__Task item__. Continue the text on Wisconsin's Child Death Review legislation from the point where it stops.

__Document excerpt__.
== Segment start ==
When a child dies, it is a tragedy that touches the family, their friends and the community as a whole. When the death is a result of an accident, abuse or neglect, those involved often ask themselves if something could have been done to prevent this senseless loss of life.
Throughout the country, Child Death Review (CDR) teams look at the circumstances surrounding a child’s death to learn if the death could have been prevented. This process allows individuals to gain a better understanding of the risk factors and circumstances influencing child deaths, and helps to develop policies that will aid in preventing future deaths.
I am introducing a bill that would establish in state law the existing practice of local CDR teams, establish a state CDR Council and clarify procedures for the CDR teams.
Child Death Review teams were first formed in the mid-1990s by local leaders and often focused on child abuse deaths. In 1998, the Wisconsin Department of Justice formed a Child Death Review Council to address policies that could prevent child deaths. In 2005, the Wisconsin Department of Health Services began working with the Children’s Health Alliance, a non-profit organization, to establish a statewide system of CDR panels.
Since that time, the Children’s Health Alliance has received a number of grants from the University of Wisconsin – Madison School of Medicine and the U.S. Centers for Disease Control to improve the CDR process.
Wisconsin is one of only seven states without comprehensive CDR legislation. In our state, there are 48 CDR teams covering 51 counties and 90 percent of the state’s population. This legislation would provide local CDR teams with assistance from the state CDR Council and would address issues with access to information, confidentiality and the open meetings/open records laws.
The legislation would also recognize the work of local CDR teams, allowing best-practices to be shared throughout the state.
== Segment end ==
__Source data__.
== Segment start ==
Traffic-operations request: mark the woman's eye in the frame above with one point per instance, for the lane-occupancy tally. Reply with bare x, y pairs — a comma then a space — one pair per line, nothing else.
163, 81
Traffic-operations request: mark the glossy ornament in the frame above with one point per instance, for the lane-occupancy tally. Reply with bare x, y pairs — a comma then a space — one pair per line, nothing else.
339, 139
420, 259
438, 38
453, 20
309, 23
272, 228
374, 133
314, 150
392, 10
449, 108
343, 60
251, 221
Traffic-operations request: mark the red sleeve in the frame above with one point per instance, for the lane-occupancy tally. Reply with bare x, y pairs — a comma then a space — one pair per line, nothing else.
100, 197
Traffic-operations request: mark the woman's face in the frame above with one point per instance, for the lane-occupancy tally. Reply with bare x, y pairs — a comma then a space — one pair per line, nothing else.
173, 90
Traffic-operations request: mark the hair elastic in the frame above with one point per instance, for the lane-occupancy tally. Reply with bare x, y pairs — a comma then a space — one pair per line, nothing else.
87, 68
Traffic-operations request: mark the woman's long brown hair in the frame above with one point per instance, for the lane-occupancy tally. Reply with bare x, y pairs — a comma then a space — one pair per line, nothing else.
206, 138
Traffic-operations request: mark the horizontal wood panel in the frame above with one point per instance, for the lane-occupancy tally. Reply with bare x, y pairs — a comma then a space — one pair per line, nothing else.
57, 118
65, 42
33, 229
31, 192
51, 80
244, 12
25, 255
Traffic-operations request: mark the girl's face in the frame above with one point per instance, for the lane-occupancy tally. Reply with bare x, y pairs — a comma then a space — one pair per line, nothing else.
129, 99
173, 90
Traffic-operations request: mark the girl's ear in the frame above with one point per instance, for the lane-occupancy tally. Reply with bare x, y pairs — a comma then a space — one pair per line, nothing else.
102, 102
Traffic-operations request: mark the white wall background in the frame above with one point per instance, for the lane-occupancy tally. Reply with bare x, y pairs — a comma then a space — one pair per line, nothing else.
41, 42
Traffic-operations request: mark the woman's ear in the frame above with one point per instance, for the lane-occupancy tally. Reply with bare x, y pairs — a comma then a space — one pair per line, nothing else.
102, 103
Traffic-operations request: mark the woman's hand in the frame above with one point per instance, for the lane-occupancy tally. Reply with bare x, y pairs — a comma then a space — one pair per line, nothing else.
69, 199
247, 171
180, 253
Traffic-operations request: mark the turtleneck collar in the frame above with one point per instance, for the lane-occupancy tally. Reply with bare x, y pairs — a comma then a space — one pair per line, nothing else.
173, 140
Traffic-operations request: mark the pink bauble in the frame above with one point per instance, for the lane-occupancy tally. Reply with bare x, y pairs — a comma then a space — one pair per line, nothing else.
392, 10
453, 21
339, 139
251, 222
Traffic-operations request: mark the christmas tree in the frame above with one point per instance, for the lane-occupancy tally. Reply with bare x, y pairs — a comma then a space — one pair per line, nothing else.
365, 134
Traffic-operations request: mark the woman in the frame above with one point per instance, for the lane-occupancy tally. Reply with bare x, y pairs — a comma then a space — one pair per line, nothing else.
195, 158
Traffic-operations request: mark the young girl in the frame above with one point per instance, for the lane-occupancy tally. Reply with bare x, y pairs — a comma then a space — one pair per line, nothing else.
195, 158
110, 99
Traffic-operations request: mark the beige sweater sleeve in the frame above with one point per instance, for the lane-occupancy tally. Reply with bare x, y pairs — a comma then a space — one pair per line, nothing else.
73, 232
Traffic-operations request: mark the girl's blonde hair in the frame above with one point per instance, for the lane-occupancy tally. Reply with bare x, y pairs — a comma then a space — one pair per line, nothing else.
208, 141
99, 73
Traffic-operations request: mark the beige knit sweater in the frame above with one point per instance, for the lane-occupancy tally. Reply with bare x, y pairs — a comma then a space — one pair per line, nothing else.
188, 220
== Segment end ==
__Reply__.
CDR teams are multi-disciplinary teams made up of public health officials, law enforcement, medical professionals and others. These teams share and discuss the causes, circumstances, and issues surrounding the deaths of children. My bill would resolve barriers confronting local CDR teams by allowing them to access the information and relevant records they need to conduct reviews like vital records, medical and mental health information, child welfare reports, law enforcement (with expectations for pending investigations), and school records.
To be effective, CDR teams need to be able to discuss sensitive information without fear that their discussions will become public or that the identity of individual children will be released. The bill would protect confidential information shared at CDR team meetings by including a provision in the law that says that all CDR information and records are confidential, that the information is not subject to subpoena or discovery, and by creating a penalty for those who intentionally violate the confidentiality portion.
The bill would also allow teams to meet in closed session under the open meetings law when they are reviewing cases to ensure that the sensitive information shared remains private.
The CDR process is not designed to second-guess agency policies or critique individual performance. It is designed to look at system issues and discover ways to prevent child deaths.
I will be introducing this bill shortly with the hope that it can be taken up by the legislature in our spring session.